───── Data to process ─────

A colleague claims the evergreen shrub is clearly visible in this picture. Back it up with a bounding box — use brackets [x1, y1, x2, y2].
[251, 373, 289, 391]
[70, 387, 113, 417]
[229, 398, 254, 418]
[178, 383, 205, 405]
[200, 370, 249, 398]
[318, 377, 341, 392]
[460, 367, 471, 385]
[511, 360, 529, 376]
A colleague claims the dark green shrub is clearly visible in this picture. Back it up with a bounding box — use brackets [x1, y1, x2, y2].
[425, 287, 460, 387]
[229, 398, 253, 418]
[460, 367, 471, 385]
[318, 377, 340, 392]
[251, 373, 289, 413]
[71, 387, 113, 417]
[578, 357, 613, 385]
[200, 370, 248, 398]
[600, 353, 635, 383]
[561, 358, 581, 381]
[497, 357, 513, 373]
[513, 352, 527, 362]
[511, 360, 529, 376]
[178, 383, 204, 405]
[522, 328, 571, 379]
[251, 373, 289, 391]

─────

**To be done**
Retype all of the items above without changing any character, including every set of bracketed coordinates.

**The result**
A colleague claims the evergreen shrub is clearly visible in this picture. Back it up with a bounding box — use brackets [x1, y1, x2, y2].
[251, 373, 289, 391]
[70, 387, 113, 417]
[229, 398, 254, 418]
[178, 383, 205, 405]
[200, 370, 249, 398]
[318, 377, 341, 392]
[460, 367, 471, 385]
[511, 360, 529, 376]
A colleague claims the dark green shrub is clearly visible in this picture. Back it up with a bounding box — use brackets [x1, y1, x2, y2].
[425, 287, 460, 387]
[229, 398, 253, 418]
[460, 367, 471, 385]
[318, 377, 340, 392]
[251, 373, 289, 413]
[71, 387, 113, 417]
[578, 357, 613, 385]
[200, 370, 248, 398]
[600, 353, 635, 383]
[561, 358, 581, 381]
[497, 357, 513, 373]
[513, 352, 527, 362]
[511, 360, 529, 376]
[178, 383, 204, 405]
[522, 328, 571, 379]
[251, 373, 289, 391]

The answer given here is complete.